#### Prompt:
Replace "tall tree trunk" with "thick tree trunk" in the stretch from the start of the records through the line containing "column 200, row 190", and return that stretch with everything else left as it is.

#### Records provided:
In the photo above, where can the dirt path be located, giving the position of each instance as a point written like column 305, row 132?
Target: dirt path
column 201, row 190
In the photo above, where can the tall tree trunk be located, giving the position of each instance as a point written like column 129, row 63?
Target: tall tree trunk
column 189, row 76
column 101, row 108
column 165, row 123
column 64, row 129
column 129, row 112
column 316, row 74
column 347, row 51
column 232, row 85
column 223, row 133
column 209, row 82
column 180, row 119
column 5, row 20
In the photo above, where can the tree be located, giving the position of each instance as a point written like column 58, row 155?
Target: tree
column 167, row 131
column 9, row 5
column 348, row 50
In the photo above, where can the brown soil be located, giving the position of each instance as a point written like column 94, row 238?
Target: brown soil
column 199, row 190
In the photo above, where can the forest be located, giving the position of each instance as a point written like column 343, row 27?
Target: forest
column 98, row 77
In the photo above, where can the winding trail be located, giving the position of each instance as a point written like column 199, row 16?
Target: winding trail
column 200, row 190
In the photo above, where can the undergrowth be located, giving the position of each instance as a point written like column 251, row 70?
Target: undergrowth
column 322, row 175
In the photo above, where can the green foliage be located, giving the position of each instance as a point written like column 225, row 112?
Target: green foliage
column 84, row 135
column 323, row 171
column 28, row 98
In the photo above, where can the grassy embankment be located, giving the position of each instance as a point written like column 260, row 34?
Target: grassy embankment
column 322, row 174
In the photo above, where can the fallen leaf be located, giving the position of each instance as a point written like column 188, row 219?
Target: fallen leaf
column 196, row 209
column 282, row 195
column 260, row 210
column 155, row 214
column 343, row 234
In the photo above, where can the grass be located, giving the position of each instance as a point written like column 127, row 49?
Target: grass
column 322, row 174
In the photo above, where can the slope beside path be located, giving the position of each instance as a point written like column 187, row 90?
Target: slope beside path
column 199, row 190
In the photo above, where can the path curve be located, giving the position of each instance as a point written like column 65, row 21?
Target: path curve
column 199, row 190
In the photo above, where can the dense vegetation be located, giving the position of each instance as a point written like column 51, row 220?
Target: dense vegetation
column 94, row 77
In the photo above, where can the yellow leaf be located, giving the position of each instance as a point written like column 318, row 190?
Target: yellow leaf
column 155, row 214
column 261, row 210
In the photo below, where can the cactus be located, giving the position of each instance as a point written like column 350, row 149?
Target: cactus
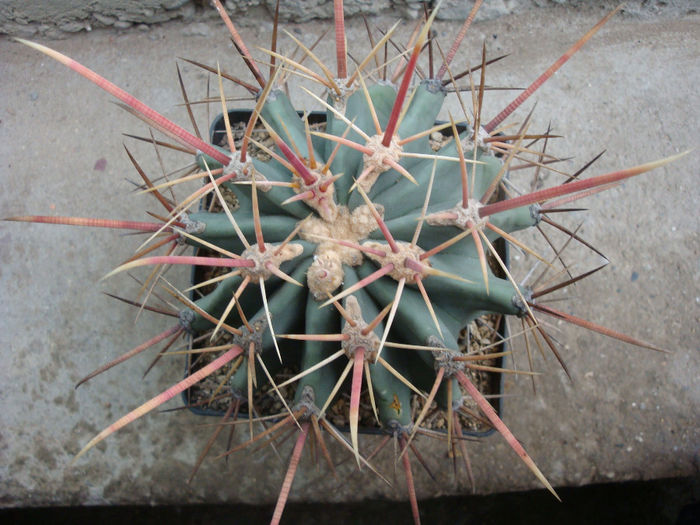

#### Task result:
In the photo above, where can the dirt path be located, giving the position of each instance as a point written like column 305, row 132?
Target: dirt path
column 201, row 190
In the photo above, where can the thick tree trunk be located, giving the position of each instance as a point written like column 129, row 63?
Target: thick tree trunk
column 189, row 76
column 101, row 108
column 165, row 123
column 64, row 129
column 129, row 112
column 316, row 74
column 347, row 51
column 232, row 85
column 223, row 133
column 209, row 82
column 180, row 119
column 5, row 20
In the photo above, where can the tree be located, giving the position of each instance as a point written like column 58, row 155?
Target: tree
column 167, row 131
column 9, row 5
column 348, row 50
In the photo above, where can the brown soil be located, giving the position of each instance as a point written like column 94, row 238?
Target: brown soil
column 199, row 190
In the photo above, where can the forest be located, giving the position of each instance as a point written like column 343, row 27?
Target: forest
column 98, row 77
In the photo above, where can the winding trail be located, giving the position of each instance as a point written like column 199, row 16?
Target: winding trail
column 200, row 190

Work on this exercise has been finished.